(Collected data)

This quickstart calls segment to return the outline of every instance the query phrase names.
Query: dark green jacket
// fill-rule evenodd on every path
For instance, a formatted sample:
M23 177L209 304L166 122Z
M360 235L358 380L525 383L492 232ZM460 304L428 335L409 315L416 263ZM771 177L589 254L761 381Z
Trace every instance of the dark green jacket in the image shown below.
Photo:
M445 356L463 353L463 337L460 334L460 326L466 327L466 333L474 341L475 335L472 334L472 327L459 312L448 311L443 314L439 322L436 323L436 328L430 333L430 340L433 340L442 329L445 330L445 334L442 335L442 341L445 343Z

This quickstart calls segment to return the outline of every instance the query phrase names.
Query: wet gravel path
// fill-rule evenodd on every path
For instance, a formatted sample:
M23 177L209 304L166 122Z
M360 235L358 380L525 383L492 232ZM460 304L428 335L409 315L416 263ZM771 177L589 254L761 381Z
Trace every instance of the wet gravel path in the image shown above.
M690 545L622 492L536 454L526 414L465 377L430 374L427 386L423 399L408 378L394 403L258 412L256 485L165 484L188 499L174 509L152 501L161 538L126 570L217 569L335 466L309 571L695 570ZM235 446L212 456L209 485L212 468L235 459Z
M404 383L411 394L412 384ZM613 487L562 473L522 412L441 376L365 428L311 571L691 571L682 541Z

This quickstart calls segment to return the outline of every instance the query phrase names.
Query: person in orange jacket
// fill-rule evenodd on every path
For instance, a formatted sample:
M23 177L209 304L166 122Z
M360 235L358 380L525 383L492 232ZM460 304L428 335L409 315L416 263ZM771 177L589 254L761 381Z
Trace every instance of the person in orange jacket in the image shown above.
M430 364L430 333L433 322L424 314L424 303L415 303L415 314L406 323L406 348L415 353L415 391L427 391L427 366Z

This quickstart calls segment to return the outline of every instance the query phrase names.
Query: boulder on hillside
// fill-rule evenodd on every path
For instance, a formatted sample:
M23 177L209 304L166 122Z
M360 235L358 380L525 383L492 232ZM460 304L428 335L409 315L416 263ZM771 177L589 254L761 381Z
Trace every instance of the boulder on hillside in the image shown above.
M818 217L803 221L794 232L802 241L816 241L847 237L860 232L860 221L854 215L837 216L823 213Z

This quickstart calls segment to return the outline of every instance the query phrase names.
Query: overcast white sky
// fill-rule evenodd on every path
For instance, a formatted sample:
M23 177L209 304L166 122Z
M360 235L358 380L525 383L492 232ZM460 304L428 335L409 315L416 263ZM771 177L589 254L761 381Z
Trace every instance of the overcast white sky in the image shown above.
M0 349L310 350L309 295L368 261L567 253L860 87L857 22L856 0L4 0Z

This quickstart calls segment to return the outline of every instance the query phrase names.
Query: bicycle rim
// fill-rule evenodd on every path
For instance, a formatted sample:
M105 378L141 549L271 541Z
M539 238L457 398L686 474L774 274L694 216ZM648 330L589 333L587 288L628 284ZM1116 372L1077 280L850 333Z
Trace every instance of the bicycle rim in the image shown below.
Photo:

==

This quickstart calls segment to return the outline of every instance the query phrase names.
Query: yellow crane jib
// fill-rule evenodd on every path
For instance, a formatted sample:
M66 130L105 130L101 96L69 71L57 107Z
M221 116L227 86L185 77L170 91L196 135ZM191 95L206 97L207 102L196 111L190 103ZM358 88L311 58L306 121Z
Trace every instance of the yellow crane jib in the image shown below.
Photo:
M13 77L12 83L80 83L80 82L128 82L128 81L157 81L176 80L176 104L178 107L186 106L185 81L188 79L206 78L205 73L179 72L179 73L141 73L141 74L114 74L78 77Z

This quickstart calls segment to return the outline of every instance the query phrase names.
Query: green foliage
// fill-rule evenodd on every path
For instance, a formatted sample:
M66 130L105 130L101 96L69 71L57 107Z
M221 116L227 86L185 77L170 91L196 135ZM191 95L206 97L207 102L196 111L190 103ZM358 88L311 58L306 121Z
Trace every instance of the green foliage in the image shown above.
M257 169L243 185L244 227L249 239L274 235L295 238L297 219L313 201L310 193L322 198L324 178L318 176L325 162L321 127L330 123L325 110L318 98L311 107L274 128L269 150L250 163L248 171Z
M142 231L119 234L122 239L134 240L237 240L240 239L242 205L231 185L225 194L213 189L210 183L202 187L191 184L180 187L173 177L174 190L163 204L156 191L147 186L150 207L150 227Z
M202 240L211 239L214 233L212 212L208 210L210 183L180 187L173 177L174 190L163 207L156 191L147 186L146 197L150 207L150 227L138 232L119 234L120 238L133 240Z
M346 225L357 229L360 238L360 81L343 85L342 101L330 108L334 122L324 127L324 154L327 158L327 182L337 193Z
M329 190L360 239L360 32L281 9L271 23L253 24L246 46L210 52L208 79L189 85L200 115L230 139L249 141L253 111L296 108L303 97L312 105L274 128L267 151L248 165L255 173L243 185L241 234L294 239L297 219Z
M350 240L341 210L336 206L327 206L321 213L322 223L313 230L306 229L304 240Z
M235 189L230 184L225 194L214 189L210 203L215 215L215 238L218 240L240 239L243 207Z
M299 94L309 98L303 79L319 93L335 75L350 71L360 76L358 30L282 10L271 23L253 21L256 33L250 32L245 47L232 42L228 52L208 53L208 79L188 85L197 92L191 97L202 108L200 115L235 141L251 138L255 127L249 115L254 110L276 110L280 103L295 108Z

_TASK ITEM_: In the records above, find every line that contains the word "bicycle" and copy it.

_SOLUTION TO THE EXERCISE_:
Query: bicycle rim
Trace every instance of the bicycle rim in the image shown below.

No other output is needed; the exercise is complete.